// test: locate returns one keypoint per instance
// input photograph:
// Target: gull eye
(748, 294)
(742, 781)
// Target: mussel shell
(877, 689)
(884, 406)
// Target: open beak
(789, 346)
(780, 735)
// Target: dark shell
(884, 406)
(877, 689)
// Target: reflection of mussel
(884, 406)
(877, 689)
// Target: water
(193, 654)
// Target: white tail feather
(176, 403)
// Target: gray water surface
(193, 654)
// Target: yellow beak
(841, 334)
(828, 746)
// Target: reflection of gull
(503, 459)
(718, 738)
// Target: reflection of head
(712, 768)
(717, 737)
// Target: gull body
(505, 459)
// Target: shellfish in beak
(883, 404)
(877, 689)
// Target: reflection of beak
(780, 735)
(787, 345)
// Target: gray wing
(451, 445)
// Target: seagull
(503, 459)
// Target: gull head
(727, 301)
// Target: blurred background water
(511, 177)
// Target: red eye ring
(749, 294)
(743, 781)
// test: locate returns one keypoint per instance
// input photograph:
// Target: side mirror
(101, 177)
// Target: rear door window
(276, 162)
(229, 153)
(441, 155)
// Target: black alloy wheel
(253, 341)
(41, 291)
* * *
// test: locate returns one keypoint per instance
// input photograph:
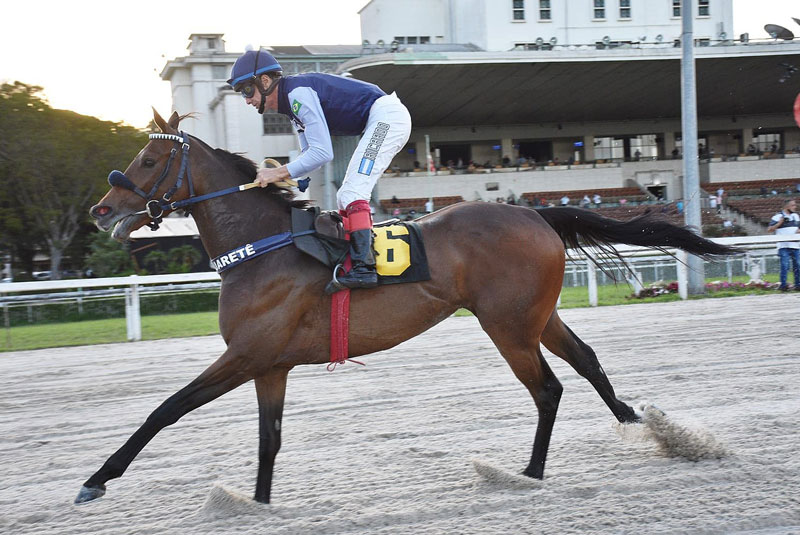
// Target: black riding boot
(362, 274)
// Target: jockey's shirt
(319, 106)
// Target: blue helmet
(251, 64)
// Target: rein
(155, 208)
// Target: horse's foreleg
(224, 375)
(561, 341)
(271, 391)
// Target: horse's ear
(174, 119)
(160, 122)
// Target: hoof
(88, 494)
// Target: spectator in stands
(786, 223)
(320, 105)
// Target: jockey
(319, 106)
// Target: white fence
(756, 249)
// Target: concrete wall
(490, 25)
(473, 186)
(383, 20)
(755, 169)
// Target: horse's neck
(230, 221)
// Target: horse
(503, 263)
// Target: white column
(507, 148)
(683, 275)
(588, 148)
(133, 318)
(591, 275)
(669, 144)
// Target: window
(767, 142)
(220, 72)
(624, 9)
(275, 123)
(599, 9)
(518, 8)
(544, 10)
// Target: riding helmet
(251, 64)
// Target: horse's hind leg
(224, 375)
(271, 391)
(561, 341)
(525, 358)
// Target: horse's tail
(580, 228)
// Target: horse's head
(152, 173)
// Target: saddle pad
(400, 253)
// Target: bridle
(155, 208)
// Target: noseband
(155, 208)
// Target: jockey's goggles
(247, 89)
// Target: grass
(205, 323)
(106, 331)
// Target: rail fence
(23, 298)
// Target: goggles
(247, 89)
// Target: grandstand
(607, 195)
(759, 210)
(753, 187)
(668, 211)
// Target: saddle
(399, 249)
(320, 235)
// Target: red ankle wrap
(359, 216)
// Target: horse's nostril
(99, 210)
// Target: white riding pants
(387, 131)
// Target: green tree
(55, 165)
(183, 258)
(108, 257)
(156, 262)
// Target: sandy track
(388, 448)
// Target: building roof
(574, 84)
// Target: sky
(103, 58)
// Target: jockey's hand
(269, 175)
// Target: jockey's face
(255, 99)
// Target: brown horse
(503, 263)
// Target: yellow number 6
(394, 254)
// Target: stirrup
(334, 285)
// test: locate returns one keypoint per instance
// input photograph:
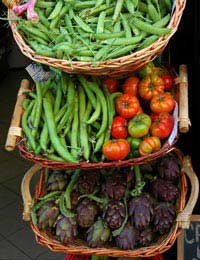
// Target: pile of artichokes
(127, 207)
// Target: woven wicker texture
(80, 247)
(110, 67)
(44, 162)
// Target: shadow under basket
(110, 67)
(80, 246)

The exercise
Please count the lines in the rows above that contain the string "horse", treating uppercase and lowercase as different. Reply with only the number.

Answer to this problem
9